Change every "instance" in the items below to "occurrence", and keep all other text the same.

Start of Exercise materials

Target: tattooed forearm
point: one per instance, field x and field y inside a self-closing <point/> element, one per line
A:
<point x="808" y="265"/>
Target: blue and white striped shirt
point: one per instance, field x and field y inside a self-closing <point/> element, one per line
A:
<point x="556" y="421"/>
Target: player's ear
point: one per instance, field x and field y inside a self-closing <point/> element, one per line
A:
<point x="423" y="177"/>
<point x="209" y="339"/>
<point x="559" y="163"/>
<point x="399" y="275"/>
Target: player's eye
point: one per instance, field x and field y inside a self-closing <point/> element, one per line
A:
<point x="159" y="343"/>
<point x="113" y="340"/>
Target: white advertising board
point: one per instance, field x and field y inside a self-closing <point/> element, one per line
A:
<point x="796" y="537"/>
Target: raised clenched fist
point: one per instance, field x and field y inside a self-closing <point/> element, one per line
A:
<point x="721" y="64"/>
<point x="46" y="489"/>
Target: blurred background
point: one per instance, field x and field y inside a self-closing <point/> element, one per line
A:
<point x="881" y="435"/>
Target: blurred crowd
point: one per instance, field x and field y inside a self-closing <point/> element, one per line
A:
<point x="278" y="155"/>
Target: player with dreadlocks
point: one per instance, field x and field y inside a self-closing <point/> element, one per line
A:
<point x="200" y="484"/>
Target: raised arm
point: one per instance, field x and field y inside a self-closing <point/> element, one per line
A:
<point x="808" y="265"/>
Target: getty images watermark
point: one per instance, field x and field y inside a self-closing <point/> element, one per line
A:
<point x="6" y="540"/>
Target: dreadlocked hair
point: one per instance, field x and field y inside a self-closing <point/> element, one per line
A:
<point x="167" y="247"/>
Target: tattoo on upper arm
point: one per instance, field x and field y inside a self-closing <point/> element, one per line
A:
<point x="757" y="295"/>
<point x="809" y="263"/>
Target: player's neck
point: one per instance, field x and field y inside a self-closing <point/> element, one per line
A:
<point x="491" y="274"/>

End of Exercise materials

■ Problem solution ■
Target: tattooed forearm
point: one per occurrence, field x and field y inside a self-closing <point/> element, one per line
A:
<point x="808" y="265"/>
Target: blue and white striped shirt
point: one per occurrence, field x and field y inside a self-closing <point/> element, one per line
A:
<point x="556" y="421"/>
Target: player's ear
point: one per occurrence, field x and field y inside a self-closing <point/> element, one per line
A:
<point x="423" y="177"/>
<point x="209" y="339"/>
<point x="559" y="163"/>
<point x="399" y="275"/>
Target: player's eye
point: one per occurrence, field x and field y inside a self-closing <point/> element, one per line
A:
<point x="159" y="343"/>
<point x="113" y="340"/>
Target: white advertising board
point: one per occurrence, field x and field y inside a self-closing <point/> element, one per line
A:
<point x="796" y="537"/>
Target: raised clenched fist
point: one per occurrence, field x and field y inside a self-closing <point/> element, one per line
A:
<point x="721" y="64"/>
<point x="46" y="489"/>
Target: blurred background
point: one per occurrence, field x and field y inside a self-closing <point/> element, one per line
A:
<point x="881" y="435"/>
Target: blurred crowd
point: one per occurrence, field x and field y inside a self-closing <point/> element, one per line
A:
<point x="278" y="155"/>
Target: player with dreadlocks
point: one per occurrence, field x and field y inside a self-closing <point/> element, one per line
A:
<point x="200" y="484"/>
Target: raised arm
point: one per occurrence, field x and field y inside a self-closing <point/> element, one per line
A:
<point x="808" y="265"/>
Target: getty images watermark
point: one per occurrence, field x and field y inside a self-closing <point/> element, one per line
A:
<point x="6" y="540"/>
Target: dreadlocked hair
point: one per occurrence, field x and field y inside a self-closing <point/> element, one per line
A:
<point x="167" y="247"/>
Target: tattoo on upper arm
point: one per occurrence, field x and field y inside a self-closing <point/> element, one per line
A:
<point x="757" y="295"/>
<point x="809" y="263"/>
Target: player's neck
point: one per occurrence, field x and field y inside a self-closing <point/> element, one per line
A:
<point x="491" y="274"/>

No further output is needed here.